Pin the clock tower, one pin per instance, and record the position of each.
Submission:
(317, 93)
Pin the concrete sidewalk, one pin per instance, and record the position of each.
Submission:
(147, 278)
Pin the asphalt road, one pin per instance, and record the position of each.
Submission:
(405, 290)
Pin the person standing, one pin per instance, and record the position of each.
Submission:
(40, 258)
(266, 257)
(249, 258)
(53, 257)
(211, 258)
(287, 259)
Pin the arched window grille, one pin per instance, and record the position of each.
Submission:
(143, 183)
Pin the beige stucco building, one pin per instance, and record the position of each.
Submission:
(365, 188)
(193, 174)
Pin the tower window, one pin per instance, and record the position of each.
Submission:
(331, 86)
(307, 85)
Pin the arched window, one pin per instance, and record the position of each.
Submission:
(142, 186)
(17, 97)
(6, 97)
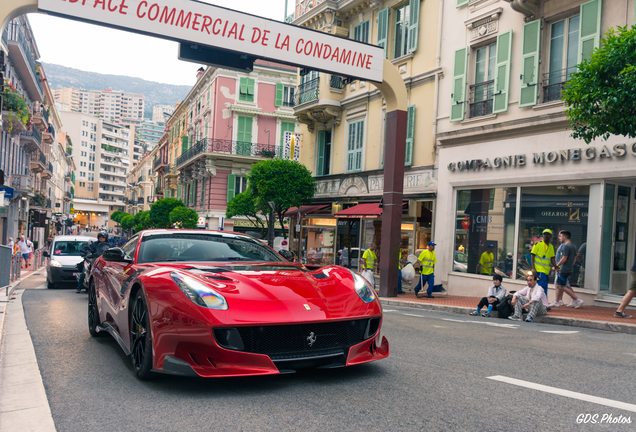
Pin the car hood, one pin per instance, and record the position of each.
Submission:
(67, 261)
(281, 292)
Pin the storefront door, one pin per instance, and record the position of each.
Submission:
(619, 238)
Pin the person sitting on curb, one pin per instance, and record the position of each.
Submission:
(496, 294)
(532, 298)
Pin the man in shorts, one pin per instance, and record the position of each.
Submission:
(629, 295)
(565, 258)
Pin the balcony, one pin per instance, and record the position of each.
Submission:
(20, 43)
(216, 147)
(318, 100)
(31, 140)
(481, 98)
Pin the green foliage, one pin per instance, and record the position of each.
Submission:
(184, 217)
(284, 183)
(160, 212)
(601, 96)
(127, 222)
(117, 216)
(244, 205)
(142, 221)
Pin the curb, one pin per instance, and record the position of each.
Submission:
(573, 322)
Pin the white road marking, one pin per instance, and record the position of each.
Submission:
(559, 331)
(566, 393)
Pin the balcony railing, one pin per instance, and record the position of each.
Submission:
(308, 91)
(554, 83)
(238, 148)
(481, 98)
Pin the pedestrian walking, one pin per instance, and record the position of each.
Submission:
(629, 295)
(542, 257)
(565, 259)
(496, 293)
(532, 298)
(427, 261)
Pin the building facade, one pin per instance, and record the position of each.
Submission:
(343, 130)
(227, 122)
(508, 165)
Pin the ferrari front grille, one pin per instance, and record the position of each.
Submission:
(297, 340)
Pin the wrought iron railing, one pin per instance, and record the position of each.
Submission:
(481, 98)
(308, 91)
(554, 82)
(238, 148)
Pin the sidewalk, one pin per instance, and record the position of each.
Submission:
(595, 317)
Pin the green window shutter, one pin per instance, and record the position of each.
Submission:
(410, 135)
(320, 151)
(279, 94)
(459, 86)
(231, 179)
(414, 24)
(502, 78)
(589, 28)
(383, 29)
(530, 63)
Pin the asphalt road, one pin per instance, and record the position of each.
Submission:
(435, 380)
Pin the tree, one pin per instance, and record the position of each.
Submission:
(184, 217)
(283, 183)
(243, 205)
(160, 212)
(128, 222)
(601, 96)
(142, 221)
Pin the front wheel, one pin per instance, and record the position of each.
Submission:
(140, 338)
(93, 312)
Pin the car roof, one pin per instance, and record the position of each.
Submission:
(73, 238)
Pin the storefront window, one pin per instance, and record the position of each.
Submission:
(484, 231)
(556, 208)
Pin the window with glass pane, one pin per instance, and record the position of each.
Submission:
(485, 231)
(402, 16)
(355, 145)
(482, 91)
(562, 62)
(557, 208)
(361, 32)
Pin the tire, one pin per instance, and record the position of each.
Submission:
(93, 312)
(140, 337)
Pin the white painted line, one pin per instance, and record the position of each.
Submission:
(566, 393)
(559, 331)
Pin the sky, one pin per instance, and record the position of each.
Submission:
(99, 49)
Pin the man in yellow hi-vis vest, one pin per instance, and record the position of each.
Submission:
(427, 261)
(542, 254)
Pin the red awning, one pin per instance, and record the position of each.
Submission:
(308, 209)
(364, 210)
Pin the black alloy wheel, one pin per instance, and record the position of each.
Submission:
(93, 311)
(140, 338)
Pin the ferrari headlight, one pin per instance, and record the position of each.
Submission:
(199, 293)
(363, 289)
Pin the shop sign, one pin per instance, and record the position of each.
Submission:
(614, 152)
(210, 25)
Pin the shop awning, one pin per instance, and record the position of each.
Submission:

[What is required] Using the data above, count the lines that hold the string "balcony". Report the number and nothing else.

[Result for this exercise] 2